Requirement:
Reproduce the data starting at the line that contains "Annotate the manhole" and ending at the line that contains "Query: front door", substituting "biggest circle" for every occurrence of "largest circle" and leaving everything else unchanged.

Records for this exercise:
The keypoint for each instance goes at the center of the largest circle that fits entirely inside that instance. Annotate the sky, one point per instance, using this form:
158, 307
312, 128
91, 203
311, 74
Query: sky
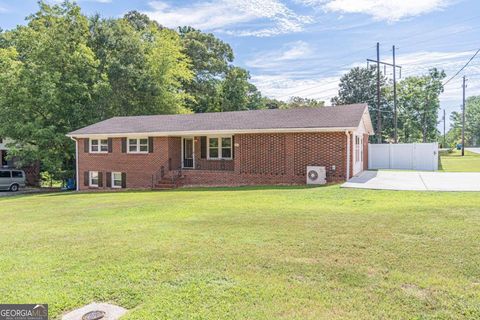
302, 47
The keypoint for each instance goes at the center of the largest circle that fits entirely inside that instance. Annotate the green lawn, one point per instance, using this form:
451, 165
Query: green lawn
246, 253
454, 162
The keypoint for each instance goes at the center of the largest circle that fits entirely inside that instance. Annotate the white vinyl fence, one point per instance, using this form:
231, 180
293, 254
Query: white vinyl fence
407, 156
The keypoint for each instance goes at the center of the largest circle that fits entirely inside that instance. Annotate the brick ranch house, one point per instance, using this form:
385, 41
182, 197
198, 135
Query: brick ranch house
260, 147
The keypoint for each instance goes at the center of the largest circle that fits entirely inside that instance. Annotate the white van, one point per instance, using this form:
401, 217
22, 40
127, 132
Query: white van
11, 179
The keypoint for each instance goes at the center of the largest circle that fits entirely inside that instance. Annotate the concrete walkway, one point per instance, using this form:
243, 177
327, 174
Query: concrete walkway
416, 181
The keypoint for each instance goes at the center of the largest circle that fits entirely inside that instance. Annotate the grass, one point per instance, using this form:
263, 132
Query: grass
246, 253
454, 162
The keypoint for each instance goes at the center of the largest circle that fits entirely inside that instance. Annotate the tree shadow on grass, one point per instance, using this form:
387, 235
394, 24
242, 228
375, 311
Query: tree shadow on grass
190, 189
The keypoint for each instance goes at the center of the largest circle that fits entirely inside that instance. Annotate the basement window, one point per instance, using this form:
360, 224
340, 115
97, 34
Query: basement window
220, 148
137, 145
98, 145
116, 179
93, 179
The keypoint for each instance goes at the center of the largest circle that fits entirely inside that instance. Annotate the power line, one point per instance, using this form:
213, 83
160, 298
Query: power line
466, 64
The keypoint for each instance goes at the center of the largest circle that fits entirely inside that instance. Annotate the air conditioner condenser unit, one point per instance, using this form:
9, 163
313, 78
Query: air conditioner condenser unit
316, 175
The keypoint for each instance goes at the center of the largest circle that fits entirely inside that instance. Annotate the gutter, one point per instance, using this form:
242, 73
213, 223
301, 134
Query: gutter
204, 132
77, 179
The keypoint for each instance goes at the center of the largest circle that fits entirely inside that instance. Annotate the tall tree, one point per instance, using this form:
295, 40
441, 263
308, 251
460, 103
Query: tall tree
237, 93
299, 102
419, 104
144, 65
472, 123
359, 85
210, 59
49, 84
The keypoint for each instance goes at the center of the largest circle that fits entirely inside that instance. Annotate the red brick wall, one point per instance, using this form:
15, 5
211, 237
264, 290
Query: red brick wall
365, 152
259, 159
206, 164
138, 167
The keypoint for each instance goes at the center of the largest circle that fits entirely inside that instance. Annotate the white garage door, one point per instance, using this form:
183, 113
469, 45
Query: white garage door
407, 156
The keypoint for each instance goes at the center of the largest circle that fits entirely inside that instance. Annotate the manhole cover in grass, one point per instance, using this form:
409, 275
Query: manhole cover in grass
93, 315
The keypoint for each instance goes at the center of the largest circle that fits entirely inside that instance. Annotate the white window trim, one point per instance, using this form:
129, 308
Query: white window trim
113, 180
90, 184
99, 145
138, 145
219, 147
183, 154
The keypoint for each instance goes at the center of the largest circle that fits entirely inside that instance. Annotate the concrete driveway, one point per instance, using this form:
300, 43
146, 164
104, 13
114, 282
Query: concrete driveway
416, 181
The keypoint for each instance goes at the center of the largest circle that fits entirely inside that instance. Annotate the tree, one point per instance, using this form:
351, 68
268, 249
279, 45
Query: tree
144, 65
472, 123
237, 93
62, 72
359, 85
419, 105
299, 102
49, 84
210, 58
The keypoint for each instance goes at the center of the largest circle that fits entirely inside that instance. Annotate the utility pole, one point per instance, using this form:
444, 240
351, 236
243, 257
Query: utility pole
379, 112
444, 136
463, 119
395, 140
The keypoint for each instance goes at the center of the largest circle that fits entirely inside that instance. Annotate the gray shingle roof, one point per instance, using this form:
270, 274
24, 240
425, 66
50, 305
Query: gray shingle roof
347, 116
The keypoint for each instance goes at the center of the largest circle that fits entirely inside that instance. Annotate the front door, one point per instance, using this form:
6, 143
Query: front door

* * *

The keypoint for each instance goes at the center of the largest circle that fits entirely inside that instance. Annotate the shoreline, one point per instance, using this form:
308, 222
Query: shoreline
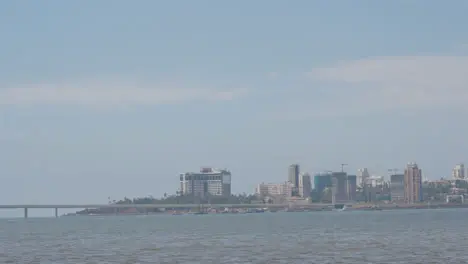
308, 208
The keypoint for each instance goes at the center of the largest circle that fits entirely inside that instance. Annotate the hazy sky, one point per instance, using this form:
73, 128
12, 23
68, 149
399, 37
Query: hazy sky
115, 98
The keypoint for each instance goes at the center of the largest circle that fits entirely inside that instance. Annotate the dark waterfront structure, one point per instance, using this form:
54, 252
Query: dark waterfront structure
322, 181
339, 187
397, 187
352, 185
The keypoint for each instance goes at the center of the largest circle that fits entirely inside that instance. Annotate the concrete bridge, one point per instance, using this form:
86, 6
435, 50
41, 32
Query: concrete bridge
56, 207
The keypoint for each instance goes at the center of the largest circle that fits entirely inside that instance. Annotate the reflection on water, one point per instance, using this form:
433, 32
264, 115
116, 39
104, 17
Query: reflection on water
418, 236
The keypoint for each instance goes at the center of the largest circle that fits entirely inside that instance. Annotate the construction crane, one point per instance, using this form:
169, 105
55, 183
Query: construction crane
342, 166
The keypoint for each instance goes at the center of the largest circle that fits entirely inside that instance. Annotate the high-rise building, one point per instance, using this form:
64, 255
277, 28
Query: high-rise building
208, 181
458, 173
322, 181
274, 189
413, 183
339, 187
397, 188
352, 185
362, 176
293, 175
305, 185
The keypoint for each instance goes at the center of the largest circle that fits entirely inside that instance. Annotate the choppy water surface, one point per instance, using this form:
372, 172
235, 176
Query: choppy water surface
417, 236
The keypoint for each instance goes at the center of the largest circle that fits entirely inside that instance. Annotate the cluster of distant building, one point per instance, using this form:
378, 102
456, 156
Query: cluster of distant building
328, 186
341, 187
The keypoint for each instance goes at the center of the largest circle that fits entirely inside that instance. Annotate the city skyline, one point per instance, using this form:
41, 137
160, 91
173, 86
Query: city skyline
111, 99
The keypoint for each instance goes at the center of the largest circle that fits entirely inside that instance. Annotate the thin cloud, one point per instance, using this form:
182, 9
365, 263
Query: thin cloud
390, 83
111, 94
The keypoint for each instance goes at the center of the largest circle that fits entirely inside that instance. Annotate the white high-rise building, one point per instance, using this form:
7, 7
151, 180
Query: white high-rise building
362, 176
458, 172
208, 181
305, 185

Solved problem:
The keypoint for each instance goes at the center of the biggest circle that fits entirely inside that instance. Annotate the manhole cover in grass, one point per instance, using this form:
409, 275
Query: manhole cover in grass
93, 315
The keypoint for each instance goes at the center of the biggest circle that fits entirely inside that instance. Annotate the white window trim, one point per instance, using this form:
129, 308
Query: white window trim
113, 180
90, 184
99, 145
138, 145
219, 147
183, 154
The keypoint for each instance goes at the center of the biggest circle that fits entirely inside that instance. Annotate the concrete driveway, one point per instance, using this form:
300, 43
146, 164
104, 13
114, 282
Query: concrete driveway
416, 181
The keypoint for each instance goes at the center of the biggest circle that fits entirely inside that instance. Annotate the tree, one point per instance, using this form:
351, 68
268, 249
279, 45
Query: tree
144, 65
472, 123
237, 93
62, 72
359, 85
419, 105
299, 102
49, 84
210, 58
The keypoint for each instance goes at the center of the biggest circle that fits entirely inside that instance. Annotate the utility pole, one point per instance, using this form:
444, 240
351, 236
243, 257
Query: utility pole
379, 112
444, 136
463, 119
395, 140
The keypoint for each instance goes at the center of the biggest circle that fits entirely inside that instance. Annotate the gray shingle roof, one point per instance, using this form:
270, 274
24, 240
425, 66
50, 305
Query: gray shingle roof
347, 116
The keypoint for each instance goes at the center of the biggest circle that fits entirely inside that instance. Annotate the front door, one point per instance, using this form:
6, 143
Query: front door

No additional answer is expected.